Brief:
How many lines of the listing below contain the string "shadow"? Matching is case-sensitive. Reply with the number alone.

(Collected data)

◆ ◆ ◆ ◆ ◆

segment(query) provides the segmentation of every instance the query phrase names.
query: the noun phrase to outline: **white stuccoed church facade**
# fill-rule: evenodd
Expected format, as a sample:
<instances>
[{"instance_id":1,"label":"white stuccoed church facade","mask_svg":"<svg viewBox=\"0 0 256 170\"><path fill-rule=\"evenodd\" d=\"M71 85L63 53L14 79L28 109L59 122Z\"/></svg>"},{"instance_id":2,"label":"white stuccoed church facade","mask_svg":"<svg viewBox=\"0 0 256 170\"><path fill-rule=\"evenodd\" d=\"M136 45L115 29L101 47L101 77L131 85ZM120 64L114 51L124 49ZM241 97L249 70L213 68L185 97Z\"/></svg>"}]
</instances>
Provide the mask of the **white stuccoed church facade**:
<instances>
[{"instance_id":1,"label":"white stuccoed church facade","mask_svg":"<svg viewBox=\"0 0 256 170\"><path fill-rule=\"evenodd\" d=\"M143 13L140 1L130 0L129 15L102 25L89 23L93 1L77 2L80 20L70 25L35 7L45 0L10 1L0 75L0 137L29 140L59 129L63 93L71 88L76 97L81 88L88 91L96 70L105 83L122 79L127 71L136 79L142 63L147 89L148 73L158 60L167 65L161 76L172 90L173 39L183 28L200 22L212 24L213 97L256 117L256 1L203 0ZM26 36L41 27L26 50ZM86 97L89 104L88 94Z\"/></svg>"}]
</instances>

◆ ◆ ◆ ◆ ◆

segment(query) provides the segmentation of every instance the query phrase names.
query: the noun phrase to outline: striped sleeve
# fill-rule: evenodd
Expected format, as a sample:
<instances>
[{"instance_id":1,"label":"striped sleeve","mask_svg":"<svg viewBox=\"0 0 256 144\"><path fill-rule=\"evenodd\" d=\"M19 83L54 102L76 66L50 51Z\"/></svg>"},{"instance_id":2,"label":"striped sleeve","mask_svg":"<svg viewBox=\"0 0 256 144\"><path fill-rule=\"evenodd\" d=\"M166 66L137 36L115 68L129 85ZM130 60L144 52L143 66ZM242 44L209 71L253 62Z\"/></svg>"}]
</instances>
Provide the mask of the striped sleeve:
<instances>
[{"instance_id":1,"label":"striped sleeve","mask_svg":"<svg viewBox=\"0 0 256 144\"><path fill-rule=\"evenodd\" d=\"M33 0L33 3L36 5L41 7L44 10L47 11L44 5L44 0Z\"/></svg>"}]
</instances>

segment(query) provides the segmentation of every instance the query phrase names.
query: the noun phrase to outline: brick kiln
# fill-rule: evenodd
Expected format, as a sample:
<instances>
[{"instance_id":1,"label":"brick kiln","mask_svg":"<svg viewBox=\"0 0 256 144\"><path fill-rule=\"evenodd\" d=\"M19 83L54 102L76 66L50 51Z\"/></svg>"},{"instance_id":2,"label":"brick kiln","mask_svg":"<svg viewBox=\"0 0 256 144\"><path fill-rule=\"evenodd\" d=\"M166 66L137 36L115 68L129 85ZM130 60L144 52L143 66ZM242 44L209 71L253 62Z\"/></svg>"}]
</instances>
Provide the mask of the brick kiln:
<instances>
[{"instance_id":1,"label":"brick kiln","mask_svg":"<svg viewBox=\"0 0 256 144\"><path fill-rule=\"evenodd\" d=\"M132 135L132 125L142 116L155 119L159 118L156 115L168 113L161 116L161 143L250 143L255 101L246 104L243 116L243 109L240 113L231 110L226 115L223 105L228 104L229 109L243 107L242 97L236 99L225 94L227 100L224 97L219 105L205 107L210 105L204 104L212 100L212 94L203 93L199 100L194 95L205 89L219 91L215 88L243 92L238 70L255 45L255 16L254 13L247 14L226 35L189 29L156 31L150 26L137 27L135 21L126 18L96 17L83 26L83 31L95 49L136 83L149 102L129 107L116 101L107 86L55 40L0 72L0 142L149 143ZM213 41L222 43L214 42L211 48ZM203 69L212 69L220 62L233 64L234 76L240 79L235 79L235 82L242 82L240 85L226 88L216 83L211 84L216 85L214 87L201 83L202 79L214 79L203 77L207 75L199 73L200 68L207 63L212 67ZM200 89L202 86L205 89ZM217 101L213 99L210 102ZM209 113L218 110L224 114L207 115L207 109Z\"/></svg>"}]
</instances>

◆ ◆ ◆ ◆ ◆

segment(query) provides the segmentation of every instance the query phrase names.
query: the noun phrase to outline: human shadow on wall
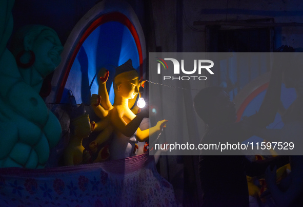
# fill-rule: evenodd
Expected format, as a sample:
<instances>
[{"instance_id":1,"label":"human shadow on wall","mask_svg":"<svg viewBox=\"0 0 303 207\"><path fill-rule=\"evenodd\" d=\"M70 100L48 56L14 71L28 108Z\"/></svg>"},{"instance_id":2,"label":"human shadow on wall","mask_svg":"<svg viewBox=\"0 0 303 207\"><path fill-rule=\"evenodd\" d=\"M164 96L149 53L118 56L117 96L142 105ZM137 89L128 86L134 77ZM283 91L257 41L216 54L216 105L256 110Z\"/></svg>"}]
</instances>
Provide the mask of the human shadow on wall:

◆ ◆ ◆ ◆ ◆

Written response:
3